# Where can I get an unsmoked ham?



## abefroman (Mar 12, 2005)

Where can I get an unsmoked ham?

I plan on smoking it myself.


----------



## oldschool1982 (Jun 27, 2006)

That would typicall be know as a pork shoulder shank and not to be confused with the Butt shoulder The Butt shoulder has a larger flatter bone and fat so this is typically used for sausage making or pulled smoked pork. T
In my experience they are available thru your local butcher or any of the more specialized grocery stores. If you can't find one that way the meat purveyors in your area that supply restaurants could be a source as well.


----------



## pete (Oct 7, 2001)

Talk to a few of your local butchers. Chances are they will have to order one for you unless you find a butcher who smokes his own hams. There is not enough of a call for unsmoked hams that most butchers would keep them around, but most would be willing to order one for you. You can also try and locate a farm that raises and sells pigs. They might be able to supply you with what you need


----------



## higjse (Feb 8, 2006)

Yeah, just like the others said, talk to your local butchers and/or meat purveyors... I have them coming in all the time, and Im not in a terribly big market. Im not sure where your located but I doubt youll have too much trouble finding someone to provide one for you.


----------

Task requirements ::
1 - Repeat the unsmoked ham thread from "I plan on smoking" up to and including "source as well.", substituting "meat market" for "butcher".
2 - Sum up the unsmoked ham thread in two sentences.
3 - Translate this sentence from the unsmoked ham thread into Spanish: "Chances are they will have to order one for you unless you find a butcher who smokes his own hams."

Given material ::
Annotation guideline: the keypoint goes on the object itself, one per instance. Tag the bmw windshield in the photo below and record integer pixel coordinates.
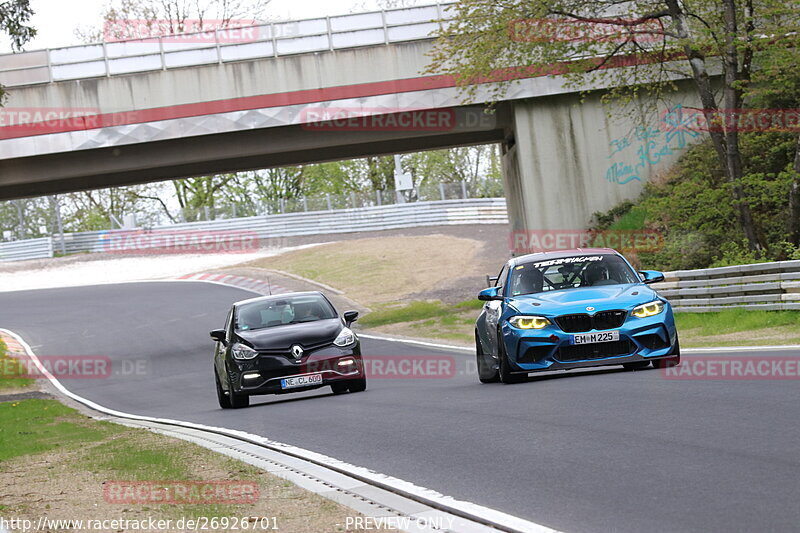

Answers given ::
1 -
I plan on smoking it myself.


----------



## oldschool1982 (Jun 27, 2006)

That would typicall be know as a pork shoulder shank and not to be confused with the Butt shoulder The Butt shoulder has a larger flatter bone and fat so this is typically used for sausage making or pulled smoked pork. T
In my experience they are available thru your local meat market or any of the more specialized grocery stores. If you can't find one that way the meat purveyors in your area that supply restaurants could be a source as well.

2 - One poster asks where to buy an unsmoked ham so they can smoke it themselves. The replies point to local butchers, who may have to order one, as well as specialized grocery stores, the meat purveyors that supply restaurants, and farms that raise and sell pigs.

3 - Lo más probable es que tengan que pedirle uno, a menos que encuentre un carnicero que ahúme sus propios jamones.